> _Aim_
Starting at the line with "Practice step: find the red leather recliner", transcribe each line through the final one, both included, and add nothing.

————————

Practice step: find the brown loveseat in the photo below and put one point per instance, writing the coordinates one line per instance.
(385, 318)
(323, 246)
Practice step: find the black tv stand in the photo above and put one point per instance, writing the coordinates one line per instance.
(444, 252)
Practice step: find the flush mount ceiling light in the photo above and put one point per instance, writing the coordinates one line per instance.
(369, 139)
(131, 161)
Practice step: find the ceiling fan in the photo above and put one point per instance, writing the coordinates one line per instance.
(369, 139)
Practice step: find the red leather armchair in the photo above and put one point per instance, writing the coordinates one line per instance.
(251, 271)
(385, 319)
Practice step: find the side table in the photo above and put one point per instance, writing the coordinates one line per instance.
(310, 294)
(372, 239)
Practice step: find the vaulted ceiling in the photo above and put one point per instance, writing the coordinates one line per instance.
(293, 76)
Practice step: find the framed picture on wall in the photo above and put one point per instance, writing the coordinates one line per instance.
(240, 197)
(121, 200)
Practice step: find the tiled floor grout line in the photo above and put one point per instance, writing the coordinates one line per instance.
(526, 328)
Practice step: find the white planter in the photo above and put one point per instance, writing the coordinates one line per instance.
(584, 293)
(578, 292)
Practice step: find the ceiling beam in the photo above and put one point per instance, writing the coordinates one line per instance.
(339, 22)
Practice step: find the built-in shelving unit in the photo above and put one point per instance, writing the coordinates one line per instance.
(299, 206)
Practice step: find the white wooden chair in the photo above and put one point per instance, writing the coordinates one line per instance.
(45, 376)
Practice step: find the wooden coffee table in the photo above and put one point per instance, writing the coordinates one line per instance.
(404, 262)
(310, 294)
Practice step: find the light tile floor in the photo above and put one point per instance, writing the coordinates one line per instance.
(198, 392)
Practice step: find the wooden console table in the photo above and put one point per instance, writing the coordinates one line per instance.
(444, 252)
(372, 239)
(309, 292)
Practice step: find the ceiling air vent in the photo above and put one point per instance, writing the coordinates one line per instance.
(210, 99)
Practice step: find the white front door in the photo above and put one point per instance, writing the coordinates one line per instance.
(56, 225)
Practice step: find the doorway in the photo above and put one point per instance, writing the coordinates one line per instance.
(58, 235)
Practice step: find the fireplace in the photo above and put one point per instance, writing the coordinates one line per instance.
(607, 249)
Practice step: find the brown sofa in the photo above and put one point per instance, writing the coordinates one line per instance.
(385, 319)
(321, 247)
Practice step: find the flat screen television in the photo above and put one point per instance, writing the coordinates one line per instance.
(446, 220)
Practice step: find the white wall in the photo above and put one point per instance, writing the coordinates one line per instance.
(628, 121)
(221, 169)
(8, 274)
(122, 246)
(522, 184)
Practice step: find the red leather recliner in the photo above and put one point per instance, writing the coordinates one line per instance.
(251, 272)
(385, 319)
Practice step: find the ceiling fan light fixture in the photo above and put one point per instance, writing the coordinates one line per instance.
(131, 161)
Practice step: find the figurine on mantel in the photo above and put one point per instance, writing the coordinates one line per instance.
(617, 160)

————————

> _Result for this task_
Practice step: find the red leather recliner in the photo above and put one point per instance, writing the coordinates one line per instance.
(251, 272)
(385, 319)
Practice step: find the ceiling fan light fixture in the photo above and put one point per instance, writing the coordinates one line per instance.
(131, 161)
Practice step: find the figurine on mantel in the photo above and put one point per instance, writing the coordinates one line per instance.
(617, 160)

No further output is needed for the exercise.